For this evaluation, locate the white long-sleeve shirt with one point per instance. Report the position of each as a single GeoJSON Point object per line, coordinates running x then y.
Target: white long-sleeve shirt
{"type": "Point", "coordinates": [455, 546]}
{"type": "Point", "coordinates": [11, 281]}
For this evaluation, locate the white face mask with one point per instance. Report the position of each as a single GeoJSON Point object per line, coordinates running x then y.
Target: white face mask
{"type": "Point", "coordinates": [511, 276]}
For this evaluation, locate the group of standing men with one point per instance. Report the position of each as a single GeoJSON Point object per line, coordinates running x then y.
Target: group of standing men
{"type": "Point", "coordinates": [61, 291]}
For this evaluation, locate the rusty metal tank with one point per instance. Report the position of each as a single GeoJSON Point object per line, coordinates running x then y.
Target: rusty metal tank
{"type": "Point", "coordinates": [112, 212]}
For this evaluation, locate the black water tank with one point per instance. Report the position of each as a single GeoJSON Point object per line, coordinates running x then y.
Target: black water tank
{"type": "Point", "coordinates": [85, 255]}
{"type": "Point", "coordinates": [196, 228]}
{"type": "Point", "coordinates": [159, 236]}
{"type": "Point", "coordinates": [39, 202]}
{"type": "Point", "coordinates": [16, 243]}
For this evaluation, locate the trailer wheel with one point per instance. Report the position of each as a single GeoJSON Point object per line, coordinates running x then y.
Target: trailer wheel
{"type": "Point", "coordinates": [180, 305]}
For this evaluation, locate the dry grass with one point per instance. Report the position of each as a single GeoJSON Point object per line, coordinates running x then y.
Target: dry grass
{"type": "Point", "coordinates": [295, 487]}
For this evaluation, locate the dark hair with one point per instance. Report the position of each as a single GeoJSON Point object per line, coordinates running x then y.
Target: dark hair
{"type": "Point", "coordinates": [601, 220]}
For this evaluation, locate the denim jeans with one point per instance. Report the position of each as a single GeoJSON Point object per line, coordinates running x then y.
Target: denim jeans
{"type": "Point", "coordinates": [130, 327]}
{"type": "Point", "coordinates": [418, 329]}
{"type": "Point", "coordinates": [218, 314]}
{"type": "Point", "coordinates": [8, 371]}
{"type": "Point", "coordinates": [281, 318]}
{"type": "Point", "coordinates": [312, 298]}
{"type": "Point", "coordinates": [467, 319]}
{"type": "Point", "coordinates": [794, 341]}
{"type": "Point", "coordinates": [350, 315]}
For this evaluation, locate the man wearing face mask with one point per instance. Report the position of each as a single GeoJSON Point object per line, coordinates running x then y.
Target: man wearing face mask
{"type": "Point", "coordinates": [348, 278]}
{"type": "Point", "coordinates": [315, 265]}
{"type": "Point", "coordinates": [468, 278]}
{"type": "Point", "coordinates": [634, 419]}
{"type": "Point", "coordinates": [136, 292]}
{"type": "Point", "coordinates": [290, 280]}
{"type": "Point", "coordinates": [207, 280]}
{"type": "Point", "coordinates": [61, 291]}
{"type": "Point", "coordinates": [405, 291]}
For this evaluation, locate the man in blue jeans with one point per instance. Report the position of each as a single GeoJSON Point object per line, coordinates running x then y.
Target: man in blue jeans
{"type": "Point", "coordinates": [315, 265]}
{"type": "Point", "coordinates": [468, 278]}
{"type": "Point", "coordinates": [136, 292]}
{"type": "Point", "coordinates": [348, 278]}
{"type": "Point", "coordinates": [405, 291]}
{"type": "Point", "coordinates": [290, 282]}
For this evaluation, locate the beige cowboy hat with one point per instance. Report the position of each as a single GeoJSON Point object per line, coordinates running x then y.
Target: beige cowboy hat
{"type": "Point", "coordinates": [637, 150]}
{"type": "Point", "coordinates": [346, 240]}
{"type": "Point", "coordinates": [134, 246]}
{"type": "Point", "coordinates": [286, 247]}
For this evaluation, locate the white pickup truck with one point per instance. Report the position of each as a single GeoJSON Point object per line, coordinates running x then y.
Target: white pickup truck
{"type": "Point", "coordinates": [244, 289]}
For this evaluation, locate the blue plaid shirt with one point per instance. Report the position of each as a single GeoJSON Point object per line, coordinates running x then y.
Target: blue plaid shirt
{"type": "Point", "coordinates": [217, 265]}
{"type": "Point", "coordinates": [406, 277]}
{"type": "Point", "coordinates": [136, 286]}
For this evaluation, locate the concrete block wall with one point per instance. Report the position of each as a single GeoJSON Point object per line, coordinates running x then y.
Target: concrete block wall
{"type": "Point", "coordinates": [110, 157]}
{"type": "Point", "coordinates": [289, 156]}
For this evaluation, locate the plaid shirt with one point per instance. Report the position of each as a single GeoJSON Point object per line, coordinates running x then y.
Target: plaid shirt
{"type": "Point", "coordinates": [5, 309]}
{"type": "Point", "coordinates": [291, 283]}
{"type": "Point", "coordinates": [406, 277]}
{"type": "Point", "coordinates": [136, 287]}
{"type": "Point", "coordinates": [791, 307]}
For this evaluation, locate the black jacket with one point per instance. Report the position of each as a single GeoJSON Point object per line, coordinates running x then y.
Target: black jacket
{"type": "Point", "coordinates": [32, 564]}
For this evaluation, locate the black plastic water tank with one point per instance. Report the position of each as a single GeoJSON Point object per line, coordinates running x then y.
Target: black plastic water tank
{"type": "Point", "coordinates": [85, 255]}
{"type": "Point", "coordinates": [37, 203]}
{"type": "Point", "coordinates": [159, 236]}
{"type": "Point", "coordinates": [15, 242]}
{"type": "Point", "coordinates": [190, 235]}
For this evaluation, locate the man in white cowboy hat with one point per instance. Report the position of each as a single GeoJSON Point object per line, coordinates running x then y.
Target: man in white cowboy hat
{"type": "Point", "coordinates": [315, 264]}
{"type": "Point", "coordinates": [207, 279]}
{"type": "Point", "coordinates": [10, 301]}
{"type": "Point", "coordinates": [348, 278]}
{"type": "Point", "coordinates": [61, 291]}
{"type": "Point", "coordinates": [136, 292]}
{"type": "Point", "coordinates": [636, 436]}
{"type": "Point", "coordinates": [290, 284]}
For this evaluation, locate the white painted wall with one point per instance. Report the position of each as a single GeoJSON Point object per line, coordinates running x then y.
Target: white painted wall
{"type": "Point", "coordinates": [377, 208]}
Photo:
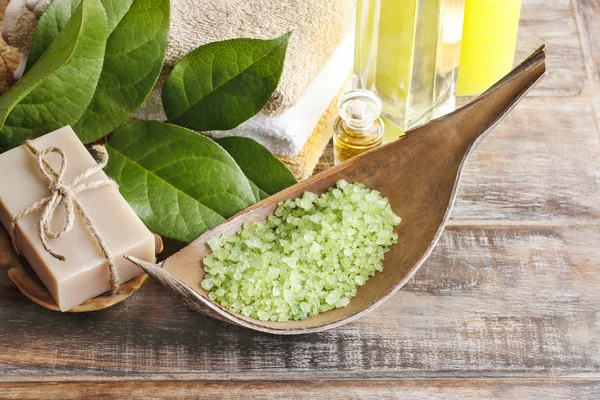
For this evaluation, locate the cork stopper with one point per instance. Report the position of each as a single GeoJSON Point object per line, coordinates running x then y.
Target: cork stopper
{"type": "Point", "coordinates": [359, 108]}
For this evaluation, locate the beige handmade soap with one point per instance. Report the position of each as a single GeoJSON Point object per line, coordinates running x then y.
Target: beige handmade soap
{"type": "Point", "coordinates": [84, 274]}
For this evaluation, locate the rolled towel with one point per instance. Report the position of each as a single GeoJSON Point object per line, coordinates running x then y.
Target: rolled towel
{"type": "Point", "coordinates": [287, 133]}
{"type": "Point", "coordinates": [318, 27]}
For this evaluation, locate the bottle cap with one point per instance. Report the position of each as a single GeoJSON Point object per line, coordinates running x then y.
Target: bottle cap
{"type": "Point", "coordinates": [359, 108]}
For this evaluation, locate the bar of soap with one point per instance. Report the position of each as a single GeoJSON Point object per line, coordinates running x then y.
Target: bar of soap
{"type": "Point", "coordinates": [84, 274]}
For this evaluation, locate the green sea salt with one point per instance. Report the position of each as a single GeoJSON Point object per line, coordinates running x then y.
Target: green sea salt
{"type": "Point", "coordinates": [310, 257]}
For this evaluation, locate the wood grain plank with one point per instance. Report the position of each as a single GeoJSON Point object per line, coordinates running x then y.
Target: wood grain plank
{"type": "Point", "coordinates": [541, 163]}
{"type": "Point", "coordinates": [465, 389]}
{"type": "Point", "coordinates": [510, 301]}
{"type": "Point", "coordinates": [553, 23]}
{"type": "Point", "coordinates": [587, 13]}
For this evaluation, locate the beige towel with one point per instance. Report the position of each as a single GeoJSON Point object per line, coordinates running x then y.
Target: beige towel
{"type": "Point", "coordinates": [303, 164]}
{"type": "Point", "coordinates": [317, 26]}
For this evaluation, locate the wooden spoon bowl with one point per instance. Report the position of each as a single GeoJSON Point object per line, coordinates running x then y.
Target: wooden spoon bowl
{"type": "Point", "coordinates": [418, 174]}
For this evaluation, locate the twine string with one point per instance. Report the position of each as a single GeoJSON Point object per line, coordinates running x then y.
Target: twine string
{"type": "Point", "coordinates": [65, 194]}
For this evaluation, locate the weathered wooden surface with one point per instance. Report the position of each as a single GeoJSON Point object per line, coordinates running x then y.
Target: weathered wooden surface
{"type": "Point", "coordinates": [326, 390]}
{"type": "Point", "coordinates": [506, 307]}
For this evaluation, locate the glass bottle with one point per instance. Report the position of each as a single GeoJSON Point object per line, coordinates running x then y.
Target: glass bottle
{"type": "Point", "coordinates": [407, 52]}
{"type": "Point", "coordinates": [359, 127]}
{"type": "Point", "coordinates": [488, 46]}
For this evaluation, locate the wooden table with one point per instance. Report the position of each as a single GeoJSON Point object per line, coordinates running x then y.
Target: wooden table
{"type": "Point", "coordinates": [506, 307]}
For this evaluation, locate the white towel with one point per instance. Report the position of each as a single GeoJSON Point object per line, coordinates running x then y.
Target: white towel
{"type": "Point", "coordinates": [287, 133]}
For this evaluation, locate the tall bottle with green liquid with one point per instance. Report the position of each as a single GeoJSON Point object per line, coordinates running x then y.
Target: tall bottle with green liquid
{"type": "Point", "coordinates": [407, 52]}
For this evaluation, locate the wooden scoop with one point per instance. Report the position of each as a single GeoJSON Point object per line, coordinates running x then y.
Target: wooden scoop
{"type": "Point", "coordinates": [418, 174]}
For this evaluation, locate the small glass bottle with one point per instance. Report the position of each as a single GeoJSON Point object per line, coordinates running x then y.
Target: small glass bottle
{"type": "Point", "coordinates": [359, 127]}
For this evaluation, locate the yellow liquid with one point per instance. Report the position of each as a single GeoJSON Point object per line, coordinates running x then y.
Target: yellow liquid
{"type": "Point", "coordinates": [348, 143]}
{"type": "Point", "coordinates": [407, 52]}
{"type": "Point", "coordinates": [488, 45]}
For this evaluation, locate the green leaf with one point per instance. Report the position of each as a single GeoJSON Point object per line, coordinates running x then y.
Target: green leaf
{"type": "Point", "coordinates": [59, 87]}
{"type": "Point", "coordinates": [222, 84]}
{"type": "Point", "coordinates": [266, 173]}
{"type": "Point", "coordinates": [179, 183]}
{"type": "Point", "coordinates": [135, 51]}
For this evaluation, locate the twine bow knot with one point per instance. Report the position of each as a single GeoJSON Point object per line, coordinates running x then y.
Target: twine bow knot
{"type": "Point", "coordinates": [65, 194]}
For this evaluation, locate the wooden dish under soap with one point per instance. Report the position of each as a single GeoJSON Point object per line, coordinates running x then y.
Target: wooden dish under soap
{"type": "Point", "coordinates": [418, 174]}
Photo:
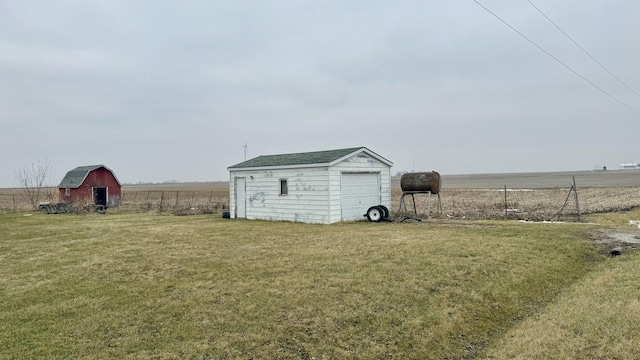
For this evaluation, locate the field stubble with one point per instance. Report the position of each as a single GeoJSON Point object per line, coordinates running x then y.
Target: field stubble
{"type": "Point", "coordinates": [533, 197]}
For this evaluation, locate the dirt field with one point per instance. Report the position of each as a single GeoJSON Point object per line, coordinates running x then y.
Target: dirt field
{"type": "Point", "coordinates": [529, 196]}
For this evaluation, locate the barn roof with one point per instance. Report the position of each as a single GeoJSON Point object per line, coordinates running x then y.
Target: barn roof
{"type": "Point", "coordinates": [75, 177]}
{"type": "Point", "coordinates": [326, 158]}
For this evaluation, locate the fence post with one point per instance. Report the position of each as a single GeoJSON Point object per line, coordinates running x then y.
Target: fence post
{"type": "Point", "coordinates": [575, 189]}
{"type": "Point", "coordinates": [506, 204]}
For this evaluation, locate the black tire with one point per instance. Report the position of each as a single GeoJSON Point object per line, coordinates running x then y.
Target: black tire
{"type": "Point", "coordinates": [385, 211]}
{"type": "Point", "coordinates": [375, 214]}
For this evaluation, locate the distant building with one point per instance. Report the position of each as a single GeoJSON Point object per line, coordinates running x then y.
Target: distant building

## STATED GOAL
Reproduce the data word for word, from the line containing "For this evaluation, locate the distant" through the end of the data.

## RESPONSE
For this evaluation, locate the distant building with one point per instance. Report the position of each as a single GeoJSON Point object per line, coordinates running x then y.
Target: distant building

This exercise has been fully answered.